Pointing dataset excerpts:
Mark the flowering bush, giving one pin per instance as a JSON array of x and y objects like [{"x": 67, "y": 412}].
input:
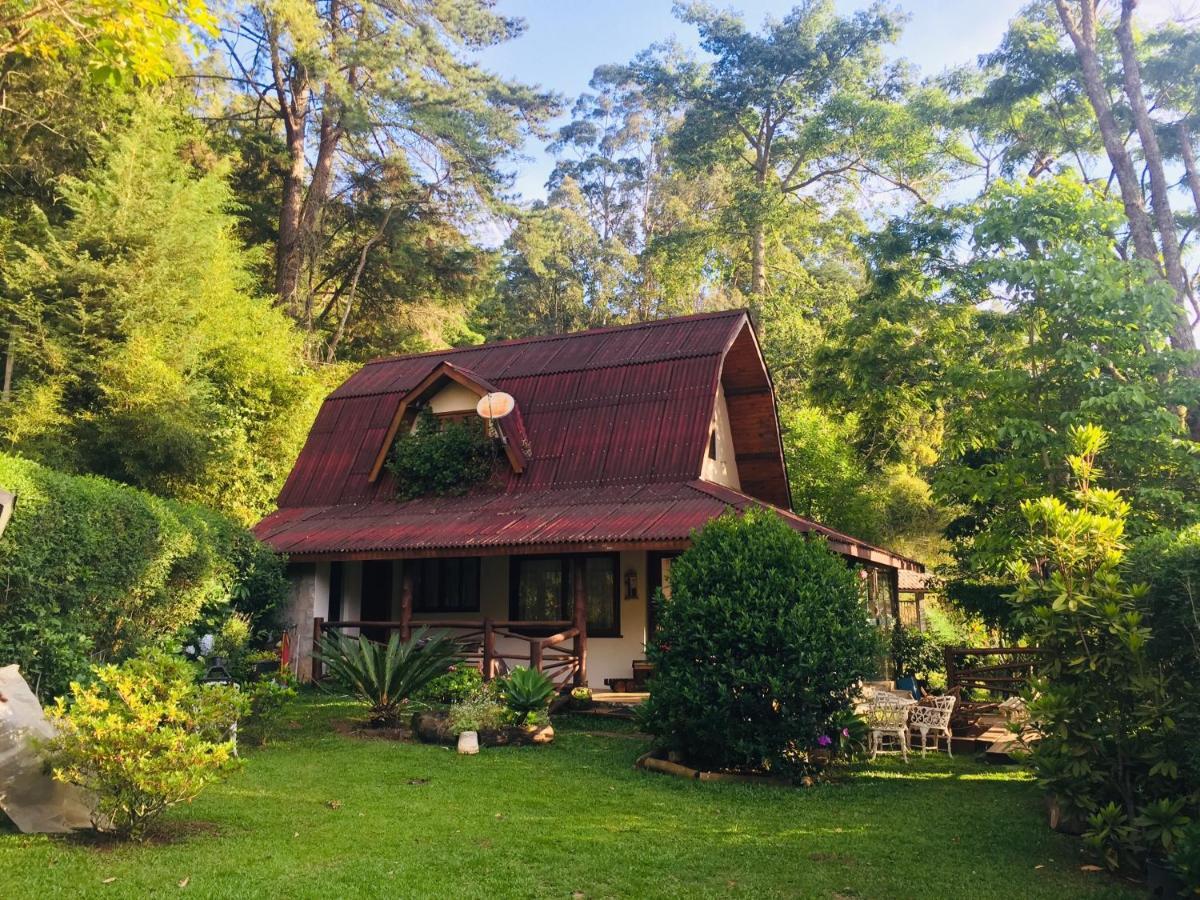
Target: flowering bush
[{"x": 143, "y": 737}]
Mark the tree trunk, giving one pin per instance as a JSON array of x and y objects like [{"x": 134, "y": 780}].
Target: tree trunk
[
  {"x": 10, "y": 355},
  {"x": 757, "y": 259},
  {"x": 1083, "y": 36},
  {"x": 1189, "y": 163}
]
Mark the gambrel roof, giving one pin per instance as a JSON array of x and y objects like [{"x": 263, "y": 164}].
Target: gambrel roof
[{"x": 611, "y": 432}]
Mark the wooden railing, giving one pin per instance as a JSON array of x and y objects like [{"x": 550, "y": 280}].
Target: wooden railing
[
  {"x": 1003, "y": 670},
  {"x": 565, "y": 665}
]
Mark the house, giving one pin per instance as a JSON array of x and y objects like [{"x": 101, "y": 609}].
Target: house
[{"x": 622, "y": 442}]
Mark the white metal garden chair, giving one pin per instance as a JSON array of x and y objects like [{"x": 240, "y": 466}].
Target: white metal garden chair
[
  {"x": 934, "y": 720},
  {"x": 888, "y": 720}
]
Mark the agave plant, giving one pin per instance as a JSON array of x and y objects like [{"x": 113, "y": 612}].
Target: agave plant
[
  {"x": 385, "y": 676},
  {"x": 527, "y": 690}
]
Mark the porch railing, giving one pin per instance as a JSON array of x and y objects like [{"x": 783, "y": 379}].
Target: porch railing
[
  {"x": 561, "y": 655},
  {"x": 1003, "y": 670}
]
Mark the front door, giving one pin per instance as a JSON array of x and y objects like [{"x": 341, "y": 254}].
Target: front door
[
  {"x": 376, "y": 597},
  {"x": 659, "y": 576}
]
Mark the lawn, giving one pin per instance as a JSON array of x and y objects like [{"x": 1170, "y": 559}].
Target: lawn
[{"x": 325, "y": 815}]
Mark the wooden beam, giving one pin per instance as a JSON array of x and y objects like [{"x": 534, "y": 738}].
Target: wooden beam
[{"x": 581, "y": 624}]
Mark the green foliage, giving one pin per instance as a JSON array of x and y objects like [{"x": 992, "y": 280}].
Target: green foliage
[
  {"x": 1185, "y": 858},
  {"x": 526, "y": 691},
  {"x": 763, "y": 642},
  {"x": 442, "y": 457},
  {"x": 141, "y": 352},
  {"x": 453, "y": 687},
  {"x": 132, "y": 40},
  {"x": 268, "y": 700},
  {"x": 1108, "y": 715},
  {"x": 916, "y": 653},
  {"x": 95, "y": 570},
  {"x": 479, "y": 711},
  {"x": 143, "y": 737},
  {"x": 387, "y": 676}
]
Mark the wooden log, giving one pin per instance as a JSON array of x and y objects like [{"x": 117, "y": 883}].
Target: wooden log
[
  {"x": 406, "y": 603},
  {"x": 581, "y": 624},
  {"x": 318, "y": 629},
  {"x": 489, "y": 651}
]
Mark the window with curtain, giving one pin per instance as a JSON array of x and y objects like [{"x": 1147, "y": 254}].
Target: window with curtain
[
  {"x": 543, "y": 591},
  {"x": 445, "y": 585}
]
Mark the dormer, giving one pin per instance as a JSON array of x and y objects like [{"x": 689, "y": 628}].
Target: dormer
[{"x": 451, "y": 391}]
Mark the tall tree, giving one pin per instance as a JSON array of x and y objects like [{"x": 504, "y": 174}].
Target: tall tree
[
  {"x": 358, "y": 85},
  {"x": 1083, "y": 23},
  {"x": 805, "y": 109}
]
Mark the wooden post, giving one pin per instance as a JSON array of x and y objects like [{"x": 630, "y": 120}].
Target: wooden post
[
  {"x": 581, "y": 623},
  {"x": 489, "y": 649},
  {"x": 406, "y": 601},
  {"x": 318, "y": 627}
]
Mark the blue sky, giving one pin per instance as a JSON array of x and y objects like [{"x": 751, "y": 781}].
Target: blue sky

_EXERCISE DETAILS_
Repeat everything in the records precisely. Images are excluded from the copy.

_THE COMPLETED TASK_
Mark the flowering bush, giving one pin per instance as a JSON array of x and y objects like [{"x": 67, "y": 412}].
input:
Target: flowering bush
[{"x": 143, "y": 737}]
Mark the tree trunk, giving one pin per instance as a JSON array of x and y objects like [{"x": 134, "y": 780}].
Target: tree trunk
[
  {"x": 10, "y": 355},
  {"x": 757, "y": 259},
  {"x": 1083, "y": 36},
  {"x": 1189, "y": 163}
]
Mark the gambrel roof, giving one pin per instance as a JSON array of x and y objects like [{"x": 263, "y": 164}].
Target: gambrel roof
[{"x": 611, "y": 432}]
Mark the wooden railing, giving one pin per instance as a JSON array of x and y objects like [{"x": 550, "y": 280}].
Target: wooden railing
[
  {"x": 1003, "y": 670},
  {"x": 565, "y": 665}
]
Mark the house, giving one pin per instance as a JSON array of x and y objects like [{"x": 101, "y": 609}].
Target: house
[{"x": 622, "y": 442}]
Mark the white metal garden chair, giving one pin per instance as a JSON array of x and y objects like [{"x": 240, "y": 466}].
Target: white metal garden chair
[
  {"x": 934, "y": 720},
  {"x": 888, "y": 720}
]
Mark the agave plant, giving one pin per instance as a JSON array of x and y objects like [{"x": 113, "y": 612}].
Target: agave plant
[
  {"x": 385, "y": 676},
  {"x": 527, "y": 690}
]
Mark the porch railing, giving one pin per instance as a JSON array of x and y objects like [{"x": 783, "y": 379}].
Target: porch railing
[
  {"x": 561, "y": 655},
  {"x": 1003, "y": 670}
]
Mark the front door, giving one pin per instance as a JSON array of x and y objects like [{"x": 341, "y": 254}].
Target: front door
[
  {"x": 376, "y": 597},
  {"x": 659, "y": 576}
]
Mark the lawn, giving one pin per instance as a JSON array of x and y objects like [{"x": 1170, "y": 559}].
Target: lawn
[{"x": 325, "y": 815}]
Mark the wooden beam, giving one pin per instance as a JSON array of x and y objects like [{"x": 534, "y": 738}].
Target: wooden beam
[{"x": 581, "y": 624}]
Mark the green foliage, giving one pin per instance as a JSON array of x and y objects like [{"x": 992, "y": 280}].
Target: green foliage
[
  {"x": 1185, "y": 858},
  {"x": 526, "y": 691},
  {"x": 763, "y": 642},
  {"x": 442, "y": 457},
  {"x": 141, "y": 352},
  {"x": 453, "y": 687},
  {"x": 132, "y": 40},
  {"x": 268, "y": 700},
  {"x": 1108, "y": 715},
  {"x": 916, "y": 653},
  {"x": 95, "y": 570},
  {"x": 479, "y": 711},
  {"x": 143, "y": 737},
  {"x": 387, "y": 676}
]
Mark the wooden log, giving one pin per instance as a JSON array of x and y objects like [{"x": 117, "y": 883}].
Target: wooden log
[
  {"x": 406, "y": 603},
  {"x": 581, "y": 624},
  {"x": 318, "y": 629},
  {"x": 489, "y": 651}
]
Mark the window with curtain, giving one pin per instance as a JSON array of x and y objects like [{"x": 1147, "y": 254}].
Target: window with curtain
[
  {"x": 543, "y": 591},
  {"x": 445, "y": 585}
]
Mark the dormer, giving one pin per instance as a JSON array of x and y objects like [{"x": 689, "y": 628}].
Target: dormer
[{"x": 451, "y": 391}]
Mark the tall tree, giving one pin per instance as a JSON array of x and y objects like [{"x": 504, "y": 174}].
Target: tall tree
[
  {"x": 358, "y": 85},
  {"x": 1083, "y": 23},
  {"x": 805, "y": 109}
]
Mark the wooden post, giving one pin per instance as a JSON array of x and y objects like [{"x": 630, "y": 120}].
Target: wooden post
[
  {"x": 581, "y": 623},
  {"x": 489, "y": 649},
  {"x": 406, "y": 601},
  {"x": 318, "y": 627}
]
Mark the blue sky, giving one pin per instance as a JSON array of x and y objects like [{"x": 751, "y": 781}].
Target: blue sky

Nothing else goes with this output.